Copy word for word the passage of the manifest documentation below that begins at the words "Static validation cannot" and stops after the words "with structured errors.".

■ **Excerpt**
------------------------------------------------------------

Event payloads are structured data, not human instructions.

checks

Checks verify that a living website still matches the manifest.

{
  "id": "search_form_visible",
  "description": "The search form is visible before calling search actions.",
  "severity": "major",
  "assertions": [
    {
      "target": { "selector": "form[role='search']" },
      "visible": true
    }
  ],
  "on_fail": {
    "store_evidence": ["url", "dom_snapshot"],
    "contingency": "handoff_to_user"
  }
}

Severity values:

  • info: documentation or non-blocking evidence.
  • minor: low-risk drift.
  • major: action likely fails or targets the wrong visible area.
  • critical: action may affect credentials, payment, destructive operations, privacy boundaries, or the wrong user data.

Check results should record check_id, status, observed_at, url, evidence, and structured error details when failed.

provenance

Describes review and revision metadata.

Common fields:

  • created_by
  • created_at
  • updated_by
  • updated_at
  • reviewed_by
  • reviewed_at
  • source
  • revision

Keep provenance public-safe. Do not publish private account names, non-public repository paths, or sensitive source URLs in public maps.

Safe Identifiers

Names and ids should be stable, ASCII, and safe to use in logs and protocol messages.

Recommended pattern:

^[a-zA-Z][a-zA-Z0-9_-]*(\.[a-zA-Z][a-zA-Z0-9_-]*)*$

Use dotted names for actions and signals:

  • search.submit
  • results.collect_visible
  • overlay.open_categories

Validation Rules

A v1 validator should reject a manifest when:

  • protocol is missing or unsupported;
  • version is missing or unsupported;
  • tools is missing or is not an array;
  • names or ids are not safe identifiers;
  • two exposed names collide in the same namespace;
  • input_schema, payload, or result_schema is present but is not a JSON object;
  • an agent-callable tool declares no handler and no executable or documented execution.steps;
  • an enabled signal lacks event;
  • selector fields are present but not strings or string arrays;
  • an attachment lacks a target or lifecycle policy;
  • a transition references an unknown state;
  • a check references an unknown tool, state, attachment, or target;
  • source.files contains absolute paths or paths that escape the package/site root.

Static validation cannot prove every dynamic page handler exists before a page runs. Runtime validation must handle missing handlers and drift with structured errors.

Runtime Rules

A runtime should:

  • load and validate the manifest before exposing actions;
  • expose no actions from an invalid manifest;
  • compose imports according to namespace, trust, and override policy;
  • select relevant context based on current URL, state, target, and task;
  • treat context as documentation, not permission;
  • validate every action call against input_schema;
  • diagnose required state before stateful actions;
  • resolve handlers only from approved loaded runtime/page code;
  • execute steps according to execution.mode when the selected mode is implemented by that runtime;
  • observe transition rate limits and convergence rules;
  • install, remove, and reattach attachments according to lifecycle policy;
  • fail fast when the runtime is not ready;
  • validate page-originated events before forwarding them;
  • treat event payloads as structured data, not user text;
  • preserve private, shared, and public storage boundaries.

Protocol Binding

The runtime communicates through the Actions Bridge Protocol. The canonical item types are:

  • runtime_ready
  • runtime_status
  • action_call
  • action_call_output
  • dom_event
  • action_error

See Actions Bridge Protocol for message shapes, correlation rules, routing rules, and error envelopes.

------------------------------------------------------------

■ **Provided information**
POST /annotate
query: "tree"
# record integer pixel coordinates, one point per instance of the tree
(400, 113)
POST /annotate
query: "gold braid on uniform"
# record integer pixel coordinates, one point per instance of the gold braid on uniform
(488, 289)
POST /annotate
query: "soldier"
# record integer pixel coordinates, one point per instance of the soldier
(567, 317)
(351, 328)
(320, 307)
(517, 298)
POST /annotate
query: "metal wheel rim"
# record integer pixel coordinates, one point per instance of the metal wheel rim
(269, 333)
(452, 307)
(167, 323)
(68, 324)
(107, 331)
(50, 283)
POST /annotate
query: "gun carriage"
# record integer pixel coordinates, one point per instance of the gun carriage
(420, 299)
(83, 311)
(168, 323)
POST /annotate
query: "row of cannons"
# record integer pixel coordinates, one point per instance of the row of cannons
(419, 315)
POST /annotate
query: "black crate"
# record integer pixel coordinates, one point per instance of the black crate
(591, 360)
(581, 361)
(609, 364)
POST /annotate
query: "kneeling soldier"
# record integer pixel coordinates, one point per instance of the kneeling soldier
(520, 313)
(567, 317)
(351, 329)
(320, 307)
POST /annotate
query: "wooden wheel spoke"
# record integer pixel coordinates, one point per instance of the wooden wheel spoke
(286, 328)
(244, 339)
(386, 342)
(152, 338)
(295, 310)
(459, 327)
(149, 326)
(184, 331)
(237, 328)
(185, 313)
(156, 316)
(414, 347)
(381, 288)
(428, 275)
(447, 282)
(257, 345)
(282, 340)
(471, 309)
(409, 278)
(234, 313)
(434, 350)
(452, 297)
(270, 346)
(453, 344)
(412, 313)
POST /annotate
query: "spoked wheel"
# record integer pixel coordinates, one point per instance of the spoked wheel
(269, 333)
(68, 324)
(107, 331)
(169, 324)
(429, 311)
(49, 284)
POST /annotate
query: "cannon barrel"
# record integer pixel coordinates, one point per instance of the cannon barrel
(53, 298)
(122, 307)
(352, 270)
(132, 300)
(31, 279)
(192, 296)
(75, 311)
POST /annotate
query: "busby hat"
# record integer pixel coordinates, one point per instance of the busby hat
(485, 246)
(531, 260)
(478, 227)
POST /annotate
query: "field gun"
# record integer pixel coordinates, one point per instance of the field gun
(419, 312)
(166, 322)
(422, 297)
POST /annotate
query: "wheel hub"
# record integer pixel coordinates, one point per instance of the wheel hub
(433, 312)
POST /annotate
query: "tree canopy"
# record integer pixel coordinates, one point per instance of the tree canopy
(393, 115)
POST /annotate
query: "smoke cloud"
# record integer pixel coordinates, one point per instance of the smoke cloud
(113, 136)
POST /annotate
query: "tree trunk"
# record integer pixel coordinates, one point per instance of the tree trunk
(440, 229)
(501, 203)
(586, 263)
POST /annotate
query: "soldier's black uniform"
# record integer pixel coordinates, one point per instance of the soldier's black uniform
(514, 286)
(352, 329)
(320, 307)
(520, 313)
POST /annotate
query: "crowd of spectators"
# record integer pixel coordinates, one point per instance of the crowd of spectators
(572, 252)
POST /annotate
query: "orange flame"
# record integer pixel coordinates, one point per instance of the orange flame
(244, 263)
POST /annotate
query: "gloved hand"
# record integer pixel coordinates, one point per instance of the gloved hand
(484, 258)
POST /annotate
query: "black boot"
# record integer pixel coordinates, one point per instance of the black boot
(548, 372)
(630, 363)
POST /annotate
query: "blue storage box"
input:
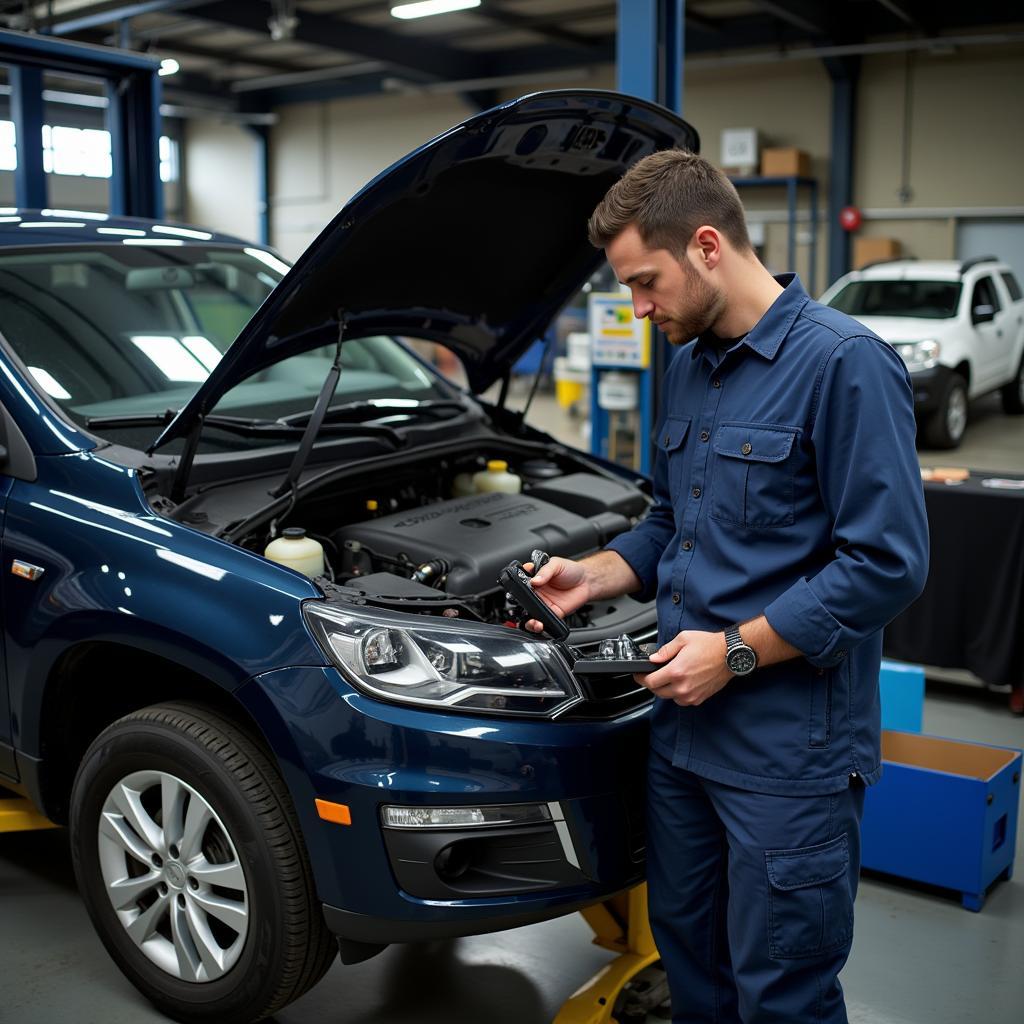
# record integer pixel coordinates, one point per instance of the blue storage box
(944, 812)
(902, 688)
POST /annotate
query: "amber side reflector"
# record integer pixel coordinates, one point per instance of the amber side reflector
(338, 813)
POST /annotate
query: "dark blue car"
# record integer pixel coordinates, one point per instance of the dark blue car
(259, 766)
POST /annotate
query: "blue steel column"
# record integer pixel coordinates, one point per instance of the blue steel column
(844, 73)
(133, 121)
(27, 113)
(650, 45)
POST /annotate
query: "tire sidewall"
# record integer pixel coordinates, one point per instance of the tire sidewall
(151, 745)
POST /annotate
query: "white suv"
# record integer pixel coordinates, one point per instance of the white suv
(960, 328)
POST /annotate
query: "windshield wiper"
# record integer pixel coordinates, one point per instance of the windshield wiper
(355, 410)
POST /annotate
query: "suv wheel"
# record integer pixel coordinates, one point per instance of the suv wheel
(945, 427)
(1013, 393)
(189, 860)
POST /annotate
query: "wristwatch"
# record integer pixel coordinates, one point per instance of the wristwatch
(739, 658)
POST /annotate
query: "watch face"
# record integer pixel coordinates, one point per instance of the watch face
(741, 660)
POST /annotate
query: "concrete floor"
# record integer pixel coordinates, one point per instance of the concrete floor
(919, 957)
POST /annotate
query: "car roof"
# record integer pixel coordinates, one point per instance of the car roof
(925, 269)
(19, 226)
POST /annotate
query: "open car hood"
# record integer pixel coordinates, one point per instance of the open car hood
(475, 240)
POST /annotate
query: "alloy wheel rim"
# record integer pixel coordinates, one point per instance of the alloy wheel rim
(173, 876)
(956, 414)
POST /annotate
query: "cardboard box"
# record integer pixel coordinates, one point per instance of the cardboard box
(872, 250)
(944, 812)
(784, 162)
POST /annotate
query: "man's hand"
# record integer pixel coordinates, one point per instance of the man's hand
(693, 668)
(562, 585)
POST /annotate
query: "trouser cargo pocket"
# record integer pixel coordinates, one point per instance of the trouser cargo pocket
(810, 903)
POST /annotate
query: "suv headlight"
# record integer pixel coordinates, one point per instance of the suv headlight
(920, 354)
(466, 667)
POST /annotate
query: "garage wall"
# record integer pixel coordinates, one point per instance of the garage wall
(965, 150)
(220, 177)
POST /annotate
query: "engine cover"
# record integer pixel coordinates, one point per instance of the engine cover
(479, 535)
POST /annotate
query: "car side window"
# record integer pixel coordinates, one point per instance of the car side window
(984, 295)
(1012, 287)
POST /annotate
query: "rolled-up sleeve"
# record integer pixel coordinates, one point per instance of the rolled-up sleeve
(863, 439)
(643, 546)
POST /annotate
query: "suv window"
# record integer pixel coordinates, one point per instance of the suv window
(1012, 287)
(932, 299)
(984, 295)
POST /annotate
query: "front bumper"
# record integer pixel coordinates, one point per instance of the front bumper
(929, 387)
(380, 885)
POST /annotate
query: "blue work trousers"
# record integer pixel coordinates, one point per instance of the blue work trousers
(751, 898)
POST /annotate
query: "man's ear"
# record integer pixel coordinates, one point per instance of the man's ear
(707, 246)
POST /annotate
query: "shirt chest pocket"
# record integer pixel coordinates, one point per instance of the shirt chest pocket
(753, 475)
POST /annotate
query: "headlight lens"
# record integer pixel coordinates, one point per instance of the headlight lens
(920, 354)
(417, 660)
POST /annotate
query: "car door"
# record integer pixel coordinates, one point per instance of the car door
(984, 312)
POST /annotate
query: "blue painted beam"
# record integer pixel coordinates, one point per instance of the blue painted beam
(27, 113)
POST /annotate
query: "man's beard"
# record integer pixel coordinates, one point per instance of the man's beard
(705, 302)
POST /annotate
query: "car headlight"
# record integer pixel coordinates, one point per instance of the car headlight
(466, 667)
(920, 354)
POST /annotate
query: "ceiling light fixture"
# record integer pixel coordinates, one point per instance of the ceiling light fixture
(422, 8)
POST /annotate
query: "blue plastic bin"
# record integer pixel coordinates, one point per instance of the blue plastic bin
(902, 689)
(944, 812)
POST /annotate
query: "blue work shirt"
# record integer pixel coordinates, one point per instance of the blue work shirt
(785, 483)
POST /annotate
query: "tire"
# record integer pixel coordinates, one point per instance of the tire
(1013, 393)
(945, 427)
(225, 927)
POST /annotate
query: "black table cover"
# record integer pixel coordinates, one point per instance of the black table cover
(971, 614)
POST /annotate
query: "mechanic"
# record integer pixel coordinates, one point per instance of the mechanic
(787, 528)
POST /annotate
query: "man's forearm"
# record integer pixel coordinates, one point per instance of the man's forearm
(767, 644)
(608, 574)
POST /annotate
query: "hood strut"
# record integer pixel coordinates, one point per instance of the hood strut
(315, 420)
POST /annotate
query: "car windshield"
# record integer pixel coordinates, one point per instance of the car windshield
(117, 331)
(930, 299)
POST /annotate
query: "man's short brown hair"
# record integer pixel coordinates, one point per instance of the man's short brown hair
(668, 196)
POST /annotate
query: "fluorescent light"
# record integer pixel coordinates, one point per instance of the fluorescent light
(185, 232)
(49, 383)
(423, 8)
(203, 349)
(171, 357)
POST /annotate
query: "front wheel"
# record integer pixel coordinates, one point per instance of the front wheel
(946, 425)
(189, 860)
(1013, 393)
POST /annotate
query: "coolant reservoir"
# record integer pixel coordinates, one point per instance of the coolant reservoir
(297, 551)
(462, 485)
(497, 477)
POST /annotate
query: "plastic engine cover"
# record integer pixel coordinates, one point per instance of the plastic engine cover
(479, 535)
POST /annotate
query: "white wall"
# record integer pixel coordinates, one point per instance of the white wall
(220, 177)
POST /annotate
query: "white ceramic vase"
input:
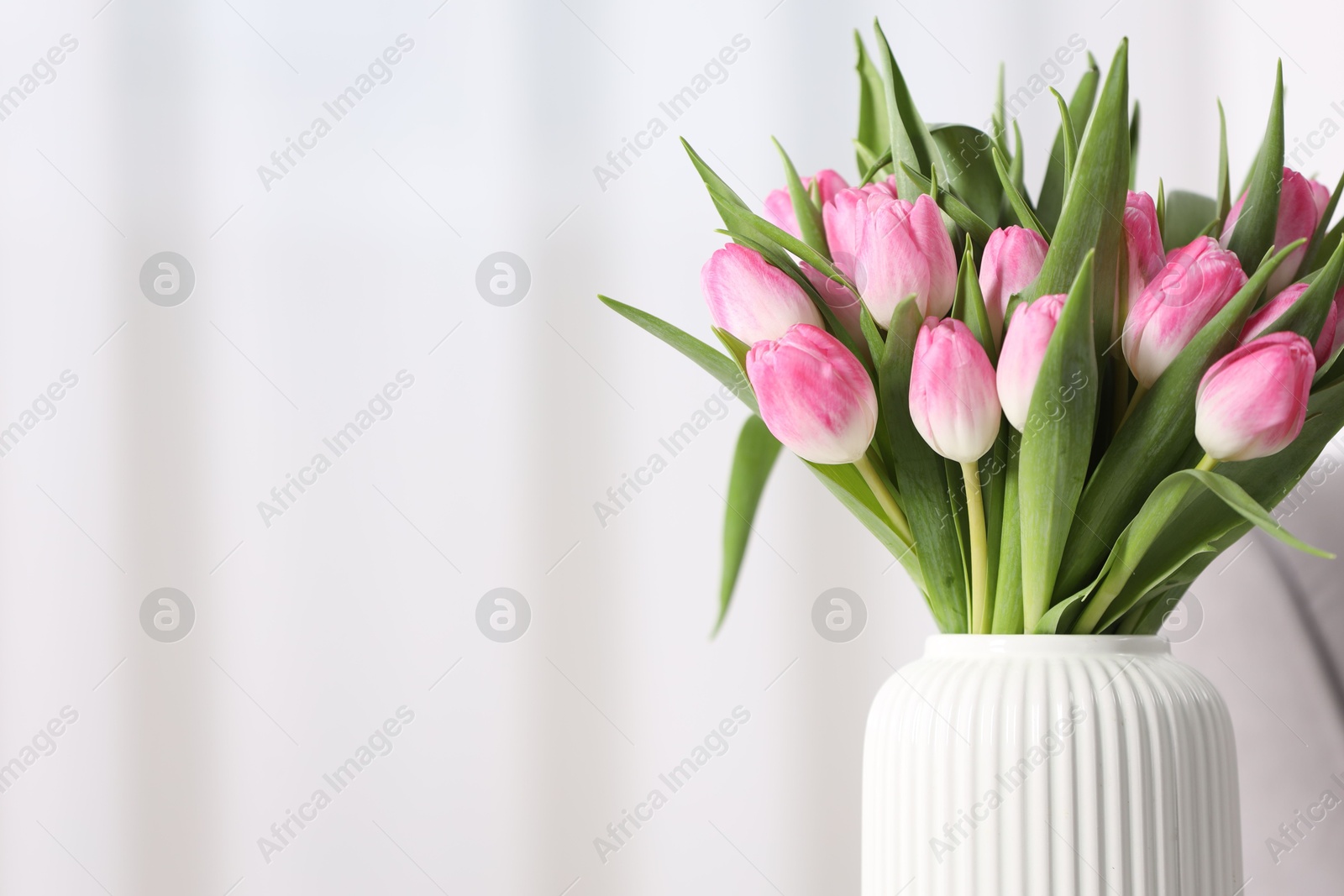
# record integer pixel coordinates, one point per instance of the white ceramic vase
(1050, 766)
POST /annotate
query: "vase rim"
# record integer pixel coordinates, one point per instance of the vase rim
(984, 645)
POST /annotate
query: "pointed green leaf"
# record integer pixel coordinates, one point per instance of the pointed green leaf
(717, 365)
(1079, 109)
(969, 304)
(1225, 186)
(921, 476)
(847, 485)
(1015, 199)
(1133, 147)
(1321, 228)
(971, 170)
(752, 464)
(1007, 618)
(874, 136)
(1066, 130)
(956, 210)
(1256, 226)
(1057, 445)
(1095, 210)
(911, 139)
(810, 217)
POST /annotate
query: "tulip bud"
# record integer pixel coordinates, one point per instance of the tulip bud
(953, 401)
(1263, 317)
(1253, 402)
(1300, 208)
(779, 204)
(1012, 259)
(1186, 295)
(815, 396)
(1142, 242)
(752, 298)
(1025, 348)
(905, 249)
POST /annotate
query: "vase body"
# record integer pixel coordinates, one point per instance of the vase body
(1050, 766)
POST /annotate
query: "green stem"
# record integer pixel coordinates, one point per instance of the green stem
(979, 550)
(889, 504)
(1119, 577)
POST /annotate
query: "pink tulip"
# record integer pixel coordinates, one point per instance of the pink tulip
(779, 204)
(1142, 242)
(1186, 295)
(815, 396)
(1253, 402)
(844, 217)
(1025, 348)
(752, 298)
(1300, 208)
(953, 401)
(1012, 259)
(905, 249)
(1263, 317)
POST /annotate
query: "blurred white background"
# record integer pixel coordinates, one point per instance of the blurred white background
(316, 289)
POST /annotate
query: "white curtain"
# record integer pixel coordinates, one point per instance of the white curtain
(252, 352)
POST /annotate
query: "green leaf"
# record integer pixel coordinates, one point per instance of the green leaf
(774, 244)
(1153, 439)
(874, 136)
(921, 476)
(1256, 226)
(911, 139)
(1148, 527)
(971, 170)
(1268, 479)
(1225, 186)
(752, 464)
(1321, 228)
(1307, 316)
(969, 304)
(956, 210)
(1066, 129)
(1008, 580)
(1133, 145)
(1057, 445)
(1079, 109)
(1095, 210)
(1187, 217)
(810, 217)
(1016, 201)
(847, 485)
(716, 364)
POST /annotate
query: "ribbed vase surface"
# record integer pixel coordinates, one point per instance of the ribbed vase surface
(1050, 766)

------------------------------------------------------------

■ **Answer below**
Static validation cannot prove every dynamic page handler exists before a page runs. Runtime validation must handle missing handlers and drift with structured errors.